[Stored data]
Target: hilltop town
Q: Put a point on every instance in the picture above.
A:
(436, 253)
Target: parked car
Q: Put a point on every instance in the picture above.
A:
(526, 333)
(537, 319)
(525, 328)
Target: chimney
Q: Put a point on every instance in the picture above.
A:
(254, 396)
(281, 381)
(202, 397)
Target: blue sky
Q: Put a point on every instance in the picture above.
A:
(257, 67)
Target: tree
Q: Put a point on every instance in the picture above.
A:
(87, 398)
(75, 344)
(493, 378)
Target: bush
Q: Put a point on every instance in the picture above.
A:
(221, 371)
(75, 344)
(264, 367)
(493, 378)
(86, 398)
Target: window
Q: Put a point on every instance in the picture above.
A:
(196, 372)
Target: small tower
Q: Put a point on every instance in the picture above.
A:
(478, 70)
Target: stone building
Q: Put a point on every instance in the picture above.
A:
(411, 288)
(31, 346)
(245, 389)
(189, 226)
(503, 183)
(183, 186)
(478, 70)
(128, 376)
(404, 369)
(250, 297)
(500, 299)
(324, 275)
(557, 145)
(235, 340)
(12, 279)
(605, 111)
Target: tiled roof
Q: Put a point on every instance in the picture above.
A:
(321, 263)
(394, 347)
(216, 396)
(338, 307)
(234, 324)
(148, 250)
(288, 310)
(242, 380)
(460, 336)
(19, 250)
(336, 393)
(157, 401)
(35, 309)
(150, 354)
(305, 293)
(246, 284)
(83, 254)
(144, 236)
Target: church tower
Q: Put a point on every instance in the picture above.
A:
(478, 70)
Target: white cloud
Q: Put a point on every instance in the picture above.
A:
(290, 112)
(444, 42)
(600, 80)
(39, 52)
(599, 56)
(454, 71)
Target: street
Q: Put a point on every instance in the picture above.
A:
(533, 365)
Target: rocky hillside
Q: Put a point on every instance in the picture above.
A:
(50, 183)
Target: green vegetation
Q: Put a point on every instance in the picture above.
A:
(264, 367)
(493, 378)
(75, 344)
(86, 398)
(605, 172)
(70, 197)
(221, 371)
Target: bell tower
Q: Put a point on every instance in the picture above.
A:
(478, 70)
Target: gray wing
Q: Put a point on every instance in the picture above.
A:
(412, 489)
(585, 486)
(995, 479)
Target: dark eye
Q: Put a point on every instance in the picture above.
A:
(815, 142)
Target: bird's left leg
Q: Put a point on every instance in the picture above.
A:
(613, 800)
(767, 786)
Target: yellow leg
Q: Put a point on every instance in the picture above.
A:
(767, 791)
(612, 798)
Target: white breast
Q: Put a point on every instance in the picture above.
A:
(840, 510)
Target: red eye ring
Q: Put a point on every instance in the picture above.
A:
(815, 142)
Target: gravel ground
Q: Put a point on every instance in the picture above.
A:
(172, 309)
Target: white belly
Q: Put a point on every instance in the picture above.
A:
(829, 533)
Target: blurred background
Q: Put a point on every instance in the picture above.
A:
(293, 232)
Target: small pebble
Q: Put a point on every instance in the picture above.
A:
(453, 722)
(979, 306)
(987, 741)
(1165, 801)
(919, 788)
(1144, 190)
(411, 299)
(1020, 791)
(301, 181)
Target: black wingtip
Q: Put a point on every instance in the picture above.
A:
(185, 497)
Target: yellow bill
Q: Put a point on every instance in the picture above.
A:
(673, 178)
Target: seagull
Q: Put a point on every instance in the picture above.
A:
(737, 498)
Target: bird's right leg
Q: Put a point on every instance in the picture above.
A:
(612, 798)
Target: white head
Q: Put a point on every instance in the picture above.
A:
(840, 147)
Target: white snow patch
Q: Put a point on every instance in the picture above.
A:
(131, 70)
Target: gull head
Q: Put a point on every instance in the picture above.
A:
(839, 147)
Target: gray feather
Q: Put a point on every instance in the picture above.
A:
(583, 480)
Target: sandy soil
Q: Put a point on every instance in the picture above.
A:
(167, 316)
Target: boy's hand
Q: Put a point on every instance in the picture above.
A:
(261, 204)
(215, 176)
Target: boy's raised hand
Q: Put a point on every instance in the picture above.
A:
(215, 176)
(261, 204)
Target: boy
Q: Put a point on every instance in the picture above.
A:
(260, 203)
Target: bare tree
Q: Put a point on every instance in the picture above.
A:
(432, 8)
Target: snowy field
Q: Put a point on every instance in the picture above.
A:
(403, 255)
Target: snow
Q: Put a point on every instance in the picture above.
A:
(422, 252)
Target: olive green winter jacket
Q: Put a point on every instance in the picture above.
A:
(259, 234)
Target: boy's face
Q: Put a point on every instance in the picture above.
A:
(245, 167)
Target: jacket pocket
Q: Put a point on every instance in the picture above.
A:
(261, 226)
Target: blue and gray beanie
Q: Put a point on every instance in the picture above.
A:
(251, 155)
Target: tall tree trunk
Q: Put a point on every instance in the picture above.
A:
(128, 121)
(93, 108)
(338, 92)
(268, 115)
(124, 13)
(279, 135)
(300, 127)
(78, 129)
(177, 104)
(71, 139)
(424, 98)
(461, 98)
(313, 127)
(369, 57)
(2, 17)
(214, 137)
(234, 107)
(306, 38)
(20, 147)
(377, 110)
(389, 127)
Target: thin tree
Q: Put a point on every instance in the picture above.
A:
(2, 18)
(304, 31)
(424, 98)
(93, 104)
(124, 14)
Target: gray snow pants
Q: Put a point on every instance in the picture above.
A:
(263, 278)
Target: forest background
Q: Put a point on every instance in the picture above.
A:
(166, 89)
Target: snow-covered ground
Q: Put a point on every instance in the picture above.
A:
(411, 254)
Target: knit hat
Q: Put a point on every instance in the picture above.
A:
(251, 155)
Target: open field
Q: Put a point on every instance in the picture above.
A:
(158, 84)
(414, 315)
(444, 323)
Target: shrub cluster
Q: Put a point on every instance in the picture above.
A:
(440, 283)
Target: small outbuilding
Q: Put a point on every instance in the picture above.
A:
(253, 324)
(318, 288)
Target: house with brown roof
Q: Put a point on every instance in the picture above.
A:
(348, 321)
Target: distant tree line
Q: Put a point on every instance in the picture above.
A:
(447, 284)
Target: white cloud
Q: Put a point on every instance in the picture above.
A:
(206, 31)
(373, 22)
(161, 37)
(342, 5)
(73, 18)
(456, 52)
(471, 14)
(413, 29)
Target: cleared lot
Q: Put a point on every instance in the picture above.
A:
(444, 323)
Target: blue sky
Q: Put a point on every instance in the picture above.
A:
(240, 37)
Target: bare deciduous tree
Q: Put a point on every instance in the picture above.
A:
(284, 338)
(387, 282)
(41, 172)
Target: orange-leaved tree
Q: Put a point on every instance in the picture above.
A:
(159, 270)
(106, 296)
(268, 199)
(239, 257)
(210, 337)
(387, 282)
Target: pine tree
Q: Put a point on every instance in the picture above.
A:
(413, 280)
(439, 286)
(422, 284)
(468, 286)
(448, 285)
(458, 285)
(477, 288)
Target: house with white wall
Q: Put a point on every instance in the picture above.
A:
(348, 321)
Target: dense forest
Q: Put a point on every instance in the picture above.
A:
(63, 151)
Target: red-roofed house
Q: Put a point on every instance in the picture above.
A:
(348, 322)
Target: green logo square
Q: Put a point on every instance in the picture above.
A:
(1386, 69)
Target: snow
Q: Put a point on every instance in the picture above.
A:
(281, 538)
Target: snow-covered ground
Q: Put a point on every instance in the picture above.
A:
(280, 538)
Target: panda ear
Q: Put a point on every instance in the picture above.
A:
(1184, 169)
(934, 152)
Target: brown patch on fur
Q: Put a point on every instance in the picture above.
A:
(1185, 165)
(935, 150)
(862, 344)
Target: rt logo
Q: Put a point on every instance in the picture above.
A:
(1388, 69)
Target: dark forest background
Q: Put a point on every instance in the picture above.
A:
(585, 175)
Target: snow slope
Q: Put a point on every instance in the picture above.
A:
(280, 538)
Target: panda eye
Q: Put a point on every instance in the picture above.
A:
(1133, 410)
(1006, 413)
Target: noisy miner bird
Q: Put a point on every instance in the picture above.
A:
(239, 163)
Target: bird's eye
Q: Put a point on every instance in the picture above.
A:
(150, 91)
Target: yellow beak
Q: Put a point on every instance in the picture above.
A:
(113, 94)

*Task to carry out*:
Render the part of the items that opens with the line containing "Target: yellow beak" and runs through the end of the items as a Markdown table with the columns Row and Line, one numbered row per line and blank lines left out.

*Response*:
| Row | Line |
|---|---|
| 1 | Target: yellow beak |
| 2 | Q: Put a point on every instance in the picture above. |
| 3 | A: |
| 4 | (113, 94) |